RICHIESTA A →
Secondo il testo su Flora e il Calendimaggio, tra quali ricorrenze cade di solito il periodo d'uso delle installazioni permanenti del Maypole? Elencale tutte.
*** TESTO DEL DOCUMENTO
Flora-Primavera, metà del I secolo d.C., III stile pompeiano, affresco proveniente da Villa Arianna, Stabiae, odierna Castellamare di Stabia-Museo Archeologico Nazionale di Napoli |
Nel IV secolo il cristiano Lattanzio, al fine di screditare la religione romana ritenendola simbolo di corruzione e malvagità, narrò che Flora altri non fosse che una prostituta (evidentemente Lattanzio compì un errore sovrapponendo la figura di Flora a quella di Acca Larentia), divenuta ricchissima per aver "ben amministrato il suo corpo" e che avesse lasciato tale eredità pro populo il quale estremamente grato, con il patrimonio accumulato, iniziò a celebrare annualmente le Floralia. Tale tradizione, seppur palesemente denigratoria, così come la profonda licenza che vigeva durante i Floralia, documenta chiaramente lo stretto legame metafisico presente in Roma tra le fecondità e il piacere dei sensi, tra la fioritura della natura e la libidine del genere umano, elemento comune a moltissime altre civiltà di matrice indoeuropea, con ritualità orgiastiche e prive di freni dal carattere agricolo-pastorale volte a stimolare, attraverso un rituale sacro, le energie creatrici della Mondo. Data la sua presenza nel computo dell'antichissimo collegio sacerdotale dei Fratres Arvales, la diffusione del suo culto in ampie zone del territorio italico, la sua sfera d'influenza su fecondità, fertilità ed estrinsecazione primaverile della natura, possiamo facilmente riconoscere in lei l'eco di una Grande Dea Madre della Terra legata alla fioritura e al rinnovamento dei cicli vitali.
Tempi Moderni
In tempi più recenti possiamo attestare la celebrazione, ancora in uso in alcune zone europee e presso talune comunità stanziate nel Nord America, del Maypole o Albero delle Calendimaggio. Si tratta di un alto albero ergentesi al centro di una radura, o in altri casi di un palo, il quale viene riccamente agghindato con festoni, fiori e attorno al quale si eseguono giubilanti danze seguendo il Solem Cursus, ovverosia mimando il tragitto solare allo scopo di attuare, tramite un rituale di magia simpatica, un parallelo terrestre del movimento sidereo dell'astro tale da catturarne le benefiche energie necessarie al ritorno della stagione primaverile ed estiva (i movimenti rotatori collettivi, nella ritualità, vengono utilizzati sin da tempi immemori con funzioni magiche, volti a ottenere effetti benefici o malefici a seconda della ratio nell'utilizzo). Trattasi, in alcuni casi, di installazioni permanenti e utilizzate solo nel periodo indicato, generalmente compreso tra la Pentecoste, il 1° di maggio e la Festa di Mezzestate, mentre altrove viene eretto appositamente nei giorni relativi ai sopracitati festeggiamenti per poi esser rimosso.
******
*** ELENCO DA ELABORARE
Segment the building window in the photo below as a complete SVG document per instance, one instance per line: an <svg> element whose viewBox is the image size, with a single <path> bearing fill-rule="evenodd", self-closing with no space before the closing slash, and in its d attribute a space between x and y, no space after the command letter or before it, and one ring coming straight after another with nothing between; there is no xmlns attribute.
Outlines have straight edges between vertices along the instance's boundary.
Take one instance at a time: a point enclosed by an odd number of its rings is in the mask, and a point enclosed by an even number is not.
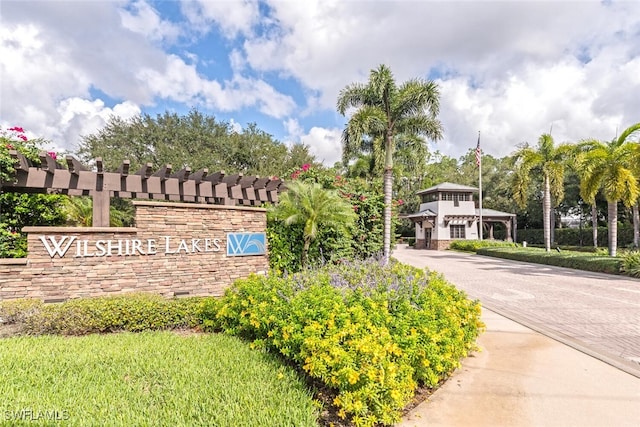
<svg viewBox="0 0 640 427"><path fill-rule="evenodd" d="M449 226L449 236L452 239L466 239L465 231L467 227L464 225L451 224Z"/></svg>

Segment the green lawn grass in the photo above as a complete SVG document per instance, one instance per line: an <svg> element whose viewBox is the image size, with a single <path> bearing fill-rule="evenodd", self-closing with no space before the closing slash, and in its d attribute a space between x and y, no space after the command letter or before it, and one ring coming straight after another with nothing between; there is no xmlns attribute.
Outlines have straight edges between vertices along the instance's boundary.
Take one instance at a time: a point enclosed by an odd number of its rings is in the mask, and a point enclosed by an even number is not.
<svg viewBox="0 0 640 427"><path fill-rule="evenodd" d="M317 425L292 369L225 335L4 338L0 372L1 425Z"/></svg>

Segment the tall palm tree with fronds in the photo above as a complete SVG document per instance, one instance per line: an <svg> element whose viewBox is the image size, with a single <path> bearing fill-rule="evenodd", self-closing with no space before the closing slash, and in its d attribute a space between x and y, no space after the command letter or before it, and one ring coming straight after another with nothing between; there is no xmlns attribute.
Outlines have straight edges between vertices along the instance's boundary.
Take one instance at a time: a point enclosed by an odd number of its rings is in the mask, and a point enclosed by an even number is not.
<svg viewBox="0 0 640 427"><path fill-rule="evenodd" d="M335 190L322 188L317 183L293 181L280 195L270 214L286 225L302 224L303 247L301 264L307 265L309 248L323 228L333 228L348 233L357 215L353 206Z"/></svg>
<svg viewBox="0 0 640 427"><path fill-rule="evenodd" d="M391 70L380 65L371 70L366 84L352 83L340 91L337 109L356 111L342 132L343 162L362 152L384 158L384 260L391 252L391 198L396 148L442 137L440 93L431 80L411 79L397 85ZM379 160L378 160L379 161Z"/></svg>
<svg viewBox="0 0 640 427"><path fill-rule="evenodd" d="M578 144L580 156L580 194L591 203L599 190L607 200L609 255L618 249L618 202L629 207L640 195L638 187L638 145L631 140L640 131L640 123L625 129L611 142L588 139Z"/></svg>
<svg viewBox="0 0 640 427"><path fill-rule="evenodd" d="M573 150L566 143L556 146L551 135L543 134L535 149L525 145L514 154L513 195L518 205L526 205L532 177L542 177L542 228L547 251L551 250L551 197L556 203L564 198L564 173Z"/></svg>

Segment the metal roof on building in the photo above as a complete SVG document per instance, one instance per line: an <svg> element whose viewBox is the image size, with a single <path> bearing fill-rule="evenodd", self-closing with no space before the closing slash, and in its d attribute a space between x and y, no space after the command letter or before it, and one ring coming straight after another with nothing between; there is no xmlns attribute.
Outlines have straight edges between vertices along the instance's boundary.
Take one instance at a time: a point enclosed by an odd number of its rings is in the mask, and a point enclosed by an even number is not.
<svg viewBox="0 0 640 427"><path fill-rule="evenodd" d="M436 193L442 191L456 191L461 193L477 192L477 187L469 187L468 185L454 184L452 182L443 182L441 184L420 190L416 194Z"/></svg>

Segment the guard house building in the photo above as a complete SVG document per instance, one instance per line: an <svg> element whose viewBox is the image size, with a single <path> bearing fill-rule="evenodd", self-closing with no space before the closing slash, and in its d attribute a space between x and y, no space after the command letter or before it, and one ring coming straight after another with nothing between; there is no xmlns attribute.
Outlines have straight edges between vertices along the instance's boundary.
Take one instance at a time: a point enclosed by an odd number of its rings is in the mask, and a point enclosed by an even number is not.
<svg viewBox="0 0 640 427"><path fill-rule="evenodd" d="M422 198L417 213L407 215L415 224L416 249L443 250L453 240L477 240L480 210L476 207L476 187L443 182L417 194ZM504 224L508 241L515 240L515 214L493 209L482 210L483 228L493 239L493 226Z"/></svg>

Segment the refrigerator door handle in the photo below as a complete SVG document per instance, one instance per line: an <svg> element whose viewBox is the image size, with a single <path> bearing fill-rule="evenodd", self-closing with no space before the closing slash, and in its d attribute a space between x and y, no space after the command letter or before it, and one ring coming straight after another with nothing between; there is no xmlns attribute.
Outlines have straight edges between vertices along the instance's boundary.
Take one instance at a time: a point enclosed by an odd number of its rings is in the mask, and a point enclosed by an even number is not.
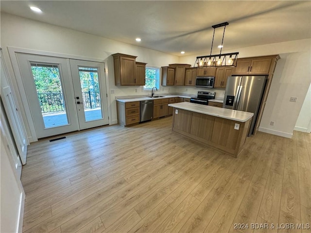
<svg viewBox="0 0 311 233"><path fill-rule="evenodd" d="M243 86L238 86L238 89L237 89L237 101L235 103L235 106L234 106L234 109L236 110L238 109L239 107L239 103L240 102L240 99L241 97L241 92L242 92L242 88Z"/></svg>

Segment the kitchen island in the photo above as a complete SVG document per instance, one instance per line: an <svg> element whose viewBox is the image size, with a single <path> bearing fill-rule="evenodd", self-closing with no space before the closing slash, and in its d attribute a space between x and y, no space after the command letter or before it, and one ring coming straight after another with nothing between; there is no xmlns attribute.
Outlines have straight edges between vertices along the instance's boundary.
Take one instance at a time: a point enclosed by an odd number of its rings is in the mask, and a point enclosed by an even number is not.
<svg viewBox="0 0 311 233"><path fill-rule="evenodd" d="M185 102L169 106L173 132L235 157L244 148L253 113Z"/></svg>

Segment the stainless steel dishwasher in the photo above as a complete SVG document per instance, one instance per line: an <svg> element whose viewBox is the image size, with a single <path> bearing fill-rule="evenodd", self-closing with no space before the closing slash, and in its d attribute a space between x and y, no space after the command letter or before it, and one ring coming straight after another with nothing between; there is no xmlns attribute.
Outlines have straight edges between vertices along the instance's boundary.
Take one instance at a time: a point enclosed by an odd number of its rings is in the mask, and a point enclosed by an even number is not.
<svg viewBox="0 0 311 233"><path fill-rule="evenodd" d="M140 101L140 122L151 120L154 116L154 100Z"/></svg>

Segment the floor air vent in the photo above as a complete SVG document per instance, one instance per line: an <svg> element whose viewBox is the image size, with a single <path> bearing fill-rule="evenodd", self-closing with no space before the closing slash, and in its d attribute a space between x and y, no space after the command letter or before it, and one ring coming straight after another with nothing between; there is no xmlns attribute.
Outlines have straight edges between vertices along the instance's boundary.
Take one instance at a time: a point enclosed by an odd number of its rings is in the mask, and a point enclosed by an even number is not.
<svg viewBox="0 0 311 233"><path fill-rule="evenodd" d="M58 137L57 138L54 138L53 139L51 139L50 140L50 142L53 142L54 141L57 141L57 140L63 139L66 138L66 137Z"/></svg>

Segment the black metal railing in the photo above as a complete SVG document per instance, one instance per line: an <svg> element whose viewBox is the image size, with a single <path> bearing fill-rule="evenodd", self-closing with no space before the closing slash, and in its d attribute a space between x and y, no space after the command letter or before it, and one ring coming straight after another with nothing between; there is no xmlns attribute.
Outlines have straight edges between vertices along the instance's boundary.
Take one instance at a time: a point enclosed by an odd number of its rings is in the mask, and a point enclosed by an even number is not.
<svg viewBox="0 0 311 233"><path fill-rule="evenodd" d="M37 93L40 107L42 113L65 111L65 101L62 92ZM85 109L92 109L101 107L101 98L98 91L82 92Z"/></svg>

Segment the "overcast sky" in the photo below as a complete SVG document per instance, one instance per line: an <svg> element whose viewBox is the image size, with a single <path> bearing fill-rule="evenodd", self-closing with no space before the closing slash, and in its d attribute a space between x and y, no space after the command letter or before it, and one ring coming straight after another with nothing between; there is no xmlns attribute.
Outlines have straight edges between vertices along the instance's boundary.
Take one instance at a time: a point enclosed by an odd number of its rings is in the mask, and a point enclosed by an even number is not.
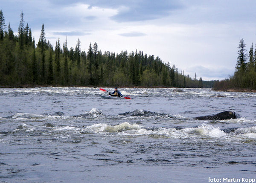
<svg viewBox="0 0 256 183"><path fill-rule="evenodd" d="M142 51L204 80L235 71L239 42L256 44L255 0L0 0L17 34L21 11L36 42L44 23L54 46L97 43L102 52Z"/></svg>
******
RICHIESTA B →
Per favore, duplica dall'elenco il tratto che va dalla riga contenente "Segment the guard" fino alla riga contenente "198L417 213L407 215L415", entrambe incluse.

OUTPUT COMPLETO A →
La Pentecoste, il 1° di maggio e la Festa di Mezzestate.

OUTPUT COMPLETO B →
Segment the guard house building in the photo above as a complete SVG document per instance, one instance per line: an <svg> element whose viewBox is the image size, with a single <path> bearing fill-rule="evenodd", self-closing with no space before the closing slash, and in its d attribute a space between x and y, no space after the command letter or before it, and one ring coming straight after another with nothing between; there is no xmlns attribute.
Outlines have straight edges between vertices along the instance's boundary.
Take one instance at a time: a point enclosed by an odd number of its rings is in the mask, and a point enclosed by an even number is not.
<svg viewBox="0 0 640 427"><path fill-rule="evenodd" d="M422 198L417 213L407 215L415 224L416 249L443 250L453 240L477 240L480 210L476 207L476 187L443 182L417 194ZM504 224L508 241L515 240L515 214L493 209L482 210L483 228L493 239L493 226Z"/></svg>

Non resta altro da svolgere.